WHAT IS ASKED
Pick out each line in the entries below that contains the word "aircraft" and copy it.

PROVIDED INFORMATION
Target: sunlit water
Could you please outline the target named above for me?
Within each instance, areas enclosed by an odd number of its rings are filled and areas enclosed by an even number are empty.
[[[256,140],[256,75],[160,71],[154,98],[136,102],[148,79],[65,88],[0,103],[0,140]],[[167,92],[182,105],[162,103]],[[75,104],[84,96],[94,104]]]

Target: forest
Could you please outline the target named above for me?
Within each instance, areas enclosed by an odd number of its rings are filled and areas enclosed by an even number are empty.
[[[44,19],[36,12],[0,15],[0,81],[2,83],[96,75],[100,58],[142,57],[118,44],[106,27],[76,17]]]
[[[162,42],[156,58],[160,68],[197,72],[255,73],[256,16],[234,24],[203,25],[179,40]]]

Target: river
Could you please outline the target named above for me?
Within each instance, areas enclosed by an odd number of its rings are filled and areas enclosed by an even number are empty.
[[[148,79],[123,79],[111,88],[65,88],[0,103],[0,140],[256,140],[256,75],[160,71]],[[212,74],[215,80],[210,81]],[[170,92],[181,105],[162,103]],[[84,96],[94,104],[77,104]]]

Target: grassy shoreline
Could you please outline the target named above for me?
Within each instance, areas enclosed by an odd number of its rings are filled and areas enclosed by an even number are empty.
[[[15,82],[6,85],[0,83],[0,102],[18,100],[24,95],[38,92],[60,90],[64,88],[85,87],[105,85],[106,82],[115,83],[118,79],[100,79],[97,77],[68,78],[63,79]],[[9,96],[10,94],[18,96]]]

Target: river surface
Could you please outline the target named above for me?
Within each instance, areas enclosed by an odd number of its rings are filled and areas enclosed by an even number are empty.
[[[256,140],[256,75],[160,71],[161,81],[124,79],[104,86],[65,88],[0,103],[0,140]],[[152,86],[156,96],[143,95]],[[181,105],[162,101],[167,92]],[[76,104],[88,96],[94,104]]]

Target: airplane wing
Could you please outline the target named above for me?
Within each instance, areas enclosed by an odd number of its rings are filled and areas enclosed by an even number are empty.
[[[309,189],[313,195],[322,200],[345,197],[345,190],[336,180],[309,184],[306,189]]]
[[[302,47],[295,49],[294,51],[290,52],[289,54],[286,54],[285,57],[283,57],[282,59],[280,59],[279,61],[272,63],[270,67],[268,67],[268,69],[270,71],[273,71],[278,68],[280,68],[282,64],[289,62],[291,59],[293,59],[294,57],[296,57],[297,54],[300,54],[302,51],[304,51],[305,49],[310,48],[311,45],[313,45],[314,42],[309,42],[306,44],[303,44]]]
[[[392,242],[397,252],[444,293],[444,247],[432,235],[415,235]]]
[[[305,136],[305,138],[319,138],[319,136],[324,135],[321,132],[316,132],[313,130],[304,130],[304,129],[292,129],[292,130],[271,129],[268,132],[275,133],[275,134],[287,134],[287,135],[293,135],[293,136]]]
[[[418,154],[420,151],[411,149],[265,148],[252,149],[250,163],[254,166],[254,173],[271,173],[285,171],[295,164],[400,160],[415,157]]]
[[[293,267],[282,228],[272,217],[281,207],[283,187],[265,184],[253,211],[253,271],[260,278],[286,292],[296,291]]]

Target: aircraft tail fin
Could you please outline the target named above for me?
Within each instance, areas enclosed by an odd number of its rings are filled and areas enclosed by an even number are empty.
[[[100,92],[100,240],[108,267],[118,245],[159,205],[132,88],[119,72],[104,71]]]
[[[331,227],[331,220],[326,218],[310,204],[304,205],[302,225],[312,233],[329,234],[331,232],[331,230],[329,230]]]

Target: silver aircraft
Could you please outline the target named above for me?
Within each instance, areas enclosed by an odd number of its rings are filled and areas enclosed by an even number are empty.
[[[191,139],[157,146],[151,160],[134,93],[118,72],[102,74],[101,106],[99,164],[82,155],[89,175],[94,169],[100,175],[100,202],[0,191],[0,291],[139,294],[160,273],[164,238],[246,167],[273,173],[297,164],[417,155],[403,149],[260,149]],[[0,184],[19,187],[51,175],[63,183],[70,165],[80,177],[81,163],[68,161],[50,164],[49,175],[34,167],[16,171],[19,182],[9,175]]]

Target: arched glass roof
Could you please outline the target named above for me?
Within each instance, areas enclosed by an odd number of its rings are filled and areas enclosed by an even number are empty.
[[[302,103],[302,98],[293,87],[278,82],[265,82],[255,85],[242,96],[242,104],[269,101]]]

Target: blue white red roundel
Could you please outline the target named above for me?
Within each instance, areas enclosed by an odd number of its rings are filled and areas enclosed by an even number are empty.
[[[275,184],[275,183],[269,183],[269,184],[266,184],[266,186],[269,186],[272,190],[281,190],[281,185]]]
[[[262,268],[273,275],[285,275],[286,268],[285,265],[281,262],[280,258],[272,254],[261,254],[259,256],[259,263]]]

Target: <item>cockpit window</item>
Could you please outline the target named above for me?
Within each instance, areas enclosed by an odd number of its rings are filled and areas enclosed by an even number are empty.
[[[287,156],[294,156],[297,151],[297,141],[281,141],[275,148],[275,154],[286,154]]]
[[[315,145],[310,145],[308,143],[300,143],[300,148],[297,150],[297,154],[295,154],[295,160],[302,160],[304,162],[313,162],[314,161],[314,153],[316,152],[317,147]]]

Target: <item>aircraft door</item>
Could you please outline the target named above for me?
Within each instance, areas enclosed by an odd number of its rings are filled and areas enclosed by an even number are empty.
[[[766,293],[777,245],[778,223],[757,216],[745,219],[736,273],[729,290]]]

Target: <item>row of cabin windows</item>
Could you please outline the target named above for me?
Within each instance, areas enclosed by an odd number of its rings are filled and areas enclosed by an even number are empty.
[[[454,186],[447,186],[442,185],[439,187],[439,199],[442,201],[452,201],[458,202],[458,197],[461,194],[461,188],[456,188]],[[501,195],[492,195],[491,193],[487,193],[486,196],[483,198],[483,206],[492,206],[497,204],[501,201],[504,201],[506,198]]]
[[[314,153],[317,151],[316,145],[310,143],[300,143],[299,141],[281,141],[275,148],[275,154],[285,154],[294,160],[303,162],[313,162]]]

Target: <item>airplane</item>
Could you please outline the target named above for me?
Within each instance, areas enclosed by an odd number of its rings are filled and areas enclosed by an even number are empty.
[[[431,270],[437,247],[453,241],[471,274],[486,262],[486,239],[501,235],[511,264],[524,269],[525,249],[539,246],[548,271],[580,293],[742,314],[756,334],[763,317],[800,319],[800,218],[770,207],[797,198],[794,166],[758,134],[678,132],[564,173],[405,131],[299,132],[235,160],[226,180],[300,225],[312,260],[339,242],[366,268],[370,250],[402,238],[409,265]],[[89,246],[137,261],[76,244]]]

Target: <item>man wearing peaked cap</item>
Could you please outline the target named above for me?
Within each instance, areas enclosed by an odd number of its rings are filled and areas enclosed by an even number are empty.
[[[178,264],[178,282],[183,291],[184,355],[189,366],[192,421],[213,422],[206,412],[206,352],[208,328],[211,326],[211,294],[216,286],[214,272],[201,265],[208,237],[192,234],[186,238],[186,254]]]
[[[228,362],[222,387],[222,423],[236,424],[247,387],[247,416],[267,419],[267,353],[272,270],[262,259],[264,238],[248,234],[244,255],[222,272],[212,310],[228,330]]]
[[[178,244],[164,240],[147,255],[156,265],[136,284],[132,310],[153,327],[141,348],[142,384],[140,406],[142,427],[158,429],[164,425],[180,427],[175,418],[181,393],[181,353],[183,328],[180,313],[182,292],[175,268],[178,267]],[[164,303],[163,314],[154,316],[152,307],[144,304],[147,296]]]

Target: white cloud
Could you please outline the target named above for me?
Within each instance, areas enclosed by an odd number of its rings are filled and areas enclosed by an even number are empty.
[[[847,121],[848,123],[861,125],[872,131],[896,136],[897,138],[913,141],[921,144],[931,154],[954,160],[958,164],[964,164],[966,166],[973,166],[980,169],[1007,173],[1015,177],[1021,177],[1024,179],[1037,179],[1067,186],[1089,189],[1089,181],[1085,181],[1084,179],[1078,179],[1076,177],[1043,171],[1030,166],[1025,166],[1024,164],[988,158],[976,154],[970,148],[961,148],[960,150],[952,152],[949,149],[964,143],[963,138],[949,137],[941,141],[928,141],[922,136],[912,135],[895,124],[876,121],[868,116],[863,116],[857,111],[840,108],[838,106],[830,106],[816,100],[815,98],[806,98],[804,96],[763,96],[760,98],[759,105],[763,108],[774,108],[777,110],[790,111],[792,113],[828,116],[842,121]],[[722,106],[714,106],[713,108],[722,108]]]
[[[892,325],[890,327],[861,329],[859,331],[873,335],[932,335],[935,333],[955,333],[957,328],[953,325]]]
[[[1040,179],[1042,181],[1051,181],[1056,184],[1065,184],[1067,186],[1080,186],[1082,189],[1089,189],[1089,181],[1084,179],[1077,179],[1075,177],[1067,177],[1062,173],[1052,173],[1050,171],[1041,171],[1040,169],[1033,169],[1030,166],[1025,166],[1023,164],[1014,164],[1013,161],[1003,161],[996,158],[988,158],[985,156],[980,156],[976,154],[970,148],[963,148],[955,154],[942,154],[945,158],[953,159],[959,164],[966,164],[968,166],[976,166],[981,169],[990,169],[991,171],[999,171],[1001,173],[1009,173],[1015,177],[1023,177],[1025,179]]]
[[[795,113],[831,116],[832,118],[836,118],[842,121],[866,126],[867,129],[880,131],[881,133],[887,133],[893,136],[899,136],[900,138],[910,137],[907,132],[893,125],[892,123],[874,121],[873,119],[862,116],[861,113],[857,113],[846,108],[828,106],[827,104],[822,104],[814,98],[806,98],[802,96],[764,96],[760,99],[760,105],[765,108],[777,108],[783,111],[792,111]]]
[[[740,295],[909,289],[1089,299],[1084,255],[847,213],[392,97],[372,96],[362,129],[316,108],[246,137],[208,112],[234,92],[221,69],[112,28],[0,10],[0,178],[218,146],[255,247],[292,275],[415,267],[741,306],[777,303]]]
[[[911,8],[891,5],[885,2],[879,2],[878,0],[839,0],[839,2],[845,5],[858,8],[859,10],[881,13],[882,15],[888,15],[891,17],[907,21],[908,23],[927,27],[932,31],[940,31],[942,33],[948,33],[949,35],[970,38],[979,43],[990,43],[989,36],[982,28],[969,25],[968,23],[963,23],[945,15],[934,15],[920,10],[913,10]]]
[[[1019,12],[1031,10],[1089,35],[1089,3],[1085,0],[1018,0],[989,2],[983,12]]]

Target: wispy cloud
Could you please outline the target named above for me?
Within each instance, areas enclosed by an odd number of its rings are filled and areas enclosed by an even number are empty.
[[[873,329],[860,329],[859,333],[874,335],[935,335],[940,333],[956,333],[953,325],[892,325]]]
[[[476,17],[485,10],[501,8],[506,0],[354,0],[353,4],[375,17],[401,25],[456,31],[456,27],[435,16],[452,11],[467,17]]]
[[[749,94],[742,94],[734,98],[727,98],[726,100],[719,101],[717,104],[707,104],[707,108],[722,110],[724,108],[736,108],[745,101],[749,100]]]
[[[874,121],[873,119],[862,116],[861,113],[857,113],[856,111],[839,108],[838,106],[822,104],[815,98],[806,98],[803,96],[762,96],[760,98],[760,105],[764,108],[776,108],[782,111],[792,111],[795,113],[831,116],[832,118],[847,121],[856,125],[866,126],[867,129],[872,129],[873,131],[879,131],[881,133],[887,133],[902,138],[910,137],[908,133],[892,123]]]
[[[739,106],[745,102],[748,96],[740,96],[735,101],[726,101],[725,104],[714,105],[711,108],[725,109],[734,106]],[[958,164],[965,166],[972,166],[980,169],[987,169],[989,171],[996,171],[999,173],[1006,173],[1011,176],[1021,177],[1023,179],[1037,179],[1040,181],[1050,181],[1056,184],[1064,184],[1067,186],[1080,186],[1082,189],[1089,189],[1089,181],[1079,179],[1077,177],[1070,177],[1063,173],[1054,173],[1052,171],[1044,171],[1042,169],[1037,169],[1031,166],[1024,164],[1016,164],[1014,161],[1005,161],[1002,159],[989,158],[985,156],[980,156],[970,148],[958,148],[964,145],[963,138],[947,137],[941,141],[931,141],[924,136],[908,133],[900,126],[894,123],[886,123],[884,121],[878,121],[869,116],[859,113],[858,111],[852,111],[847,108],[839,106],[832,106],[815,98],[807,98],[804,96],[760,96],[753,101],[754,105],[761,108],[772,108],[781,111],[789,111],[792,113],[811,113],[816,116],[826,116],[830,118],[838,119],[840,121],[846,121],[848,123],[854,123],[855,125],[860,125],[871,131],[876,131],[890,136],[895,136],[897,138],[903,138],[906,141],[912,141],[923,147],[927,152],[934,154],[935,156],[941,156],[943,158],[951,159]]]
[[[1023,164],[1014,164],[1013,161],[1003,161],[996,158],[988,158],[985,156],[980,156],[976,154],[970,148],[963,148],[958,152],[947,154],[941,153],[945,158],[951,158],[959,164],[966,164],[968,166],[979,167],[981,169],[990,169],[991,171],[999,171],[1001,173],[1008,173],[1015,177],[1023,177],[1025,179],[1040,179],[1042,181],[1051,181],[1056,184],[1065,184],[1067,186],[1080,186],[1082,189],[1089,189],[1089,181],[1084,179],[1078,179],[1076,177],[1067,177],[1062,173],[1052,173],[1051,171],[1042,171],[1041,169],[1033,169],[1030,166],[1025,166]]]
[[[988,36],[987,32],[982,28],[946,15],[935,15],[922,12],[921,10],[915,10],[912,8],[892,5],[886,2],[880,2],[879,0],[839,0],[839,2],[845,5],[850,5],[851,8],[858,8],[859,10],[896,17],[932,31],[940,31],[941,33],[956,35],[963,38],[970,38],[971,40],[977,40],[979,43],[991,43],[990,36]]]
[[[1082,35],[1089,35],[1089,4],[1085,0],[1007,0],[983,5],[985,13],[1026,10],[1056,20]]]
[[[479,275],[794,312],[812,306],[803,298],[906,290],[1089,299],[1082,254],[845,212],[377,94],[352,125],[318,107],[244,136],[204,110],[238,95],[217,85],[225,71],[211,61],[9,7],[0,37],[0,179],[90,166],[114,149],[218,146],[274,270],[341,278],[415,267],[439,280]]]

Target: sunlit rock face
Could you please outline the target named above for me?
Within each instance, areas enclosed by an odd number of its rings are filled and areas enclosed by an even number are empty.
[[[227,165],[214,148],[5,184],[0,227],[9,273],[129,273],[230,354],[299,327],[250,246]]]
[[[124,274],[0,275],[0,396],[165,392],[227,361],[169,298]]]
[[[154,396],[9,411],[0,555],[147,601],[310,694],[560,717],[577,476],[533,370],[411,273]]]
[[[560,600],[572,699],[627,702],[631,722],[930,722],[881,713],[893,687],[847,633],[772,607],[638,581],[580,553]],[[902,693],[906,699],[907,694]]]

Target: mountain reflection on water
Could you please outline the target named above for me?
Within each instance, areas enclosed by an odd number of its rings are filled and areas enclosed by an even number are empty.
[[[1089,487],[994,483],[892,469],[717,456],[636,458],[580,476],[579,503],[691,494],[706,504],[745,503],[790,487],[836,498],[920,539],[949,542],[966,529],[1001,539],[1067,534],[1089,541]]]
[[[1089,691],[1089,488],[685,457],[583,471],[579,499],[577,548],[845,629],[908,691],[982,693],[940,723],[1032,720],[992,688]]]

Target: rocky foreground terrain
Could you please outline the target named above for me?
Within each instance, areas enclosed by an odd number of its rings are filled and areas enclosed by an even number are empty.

RESULT OF THE EXERCISE
Target: aircraft tail fin
Target: silver aircraft
Target: <item>aircraft door</item>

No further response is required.